## TEXT PROVIDED
►

# Paul Buff White lightning 1200 ultra or Impact VSLCD-400



## archies studio (Nov 7, 2012)

So, I have been introduced into of camera lighting and now am at a point where I am thinking of buying my own. I started by looking at BHphotovideo website and found this a kit i was interested in. I have had experience with impact brand lighting and seemed to like their simplicity. the kit I am talking about is the 2 Impact vs-lcd400 strobes with stands, softboxes, remote, and a few minor odds and ends. BH sells this kit for $650.00. Well I was going to buy the kit but decided to look on the local craigslist. here I found a fellow photog selling 2 White lighting 1200 ultras with stands, honeycomb grid, white lightning RC-1 remote, and extra flash tubes. He is selling this kit for $500.00

I which deal should I settle for?


----------



## MLeeK (Nov 7, 2012)

Well, the white lightnings are 600WS and the Impacts are 400. 
If you feel you'll need the extra WS then I'd definitely go with the WL's. I LOVE my WL's.


----------



## Sw1tchFX (Nov 7, 2012)

Rent it. Unless you see yourself using lights more than 10 times out of the year, it's cheaper and you won't be using White Lightening or Impact garbage.


----------



## archies studio (Nov 8, 2012)

Thank you for your input. I woke up today and had an epiphany along the lines of what Sw1tchFX said. I already have to sb900 strobes so I decided to just invest in more gear like the SU800 the other odds and ends. I thank you all for the wonderful input you had for me.


----------

◄

## INSTRUCTION
Rewrite the strobe-kit forum thread from "So, I have been" through "MLeeK (Nov 7, 2012)", replacing "craigslist" with "Facebook Marketplace".

## GIVEN DATA

►

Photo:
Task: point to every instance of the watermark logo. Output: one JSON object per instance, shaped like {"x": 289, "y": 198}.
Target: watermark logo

◄

## SOLUTION
So, I have been introduced into of camera lighting and now am at a point where I am thinking of buying my own. I started by looking at BHphotovideo website and found this a kit i was interested in. I have had experience with impact brand lighting and seemed to like their simplicity. the kit I am talking about is the 2 Impact vs-lcd400 strobes with stands, softboxes, remote, and a few minor odds and ends. BH sells this kit for $650.00. Well I was going to buy the kit but decided to look on the local Facebook Marketplace. here I found a fellow photog selling 2 White lighting 1200 ultras with stands, honeycomb grid, white lightning RC-1 remote, and extra flash tubes. He is selling this kit for $500.00

I which deal should I settle for?


----------



## MLeeK (Nov 7, 2012)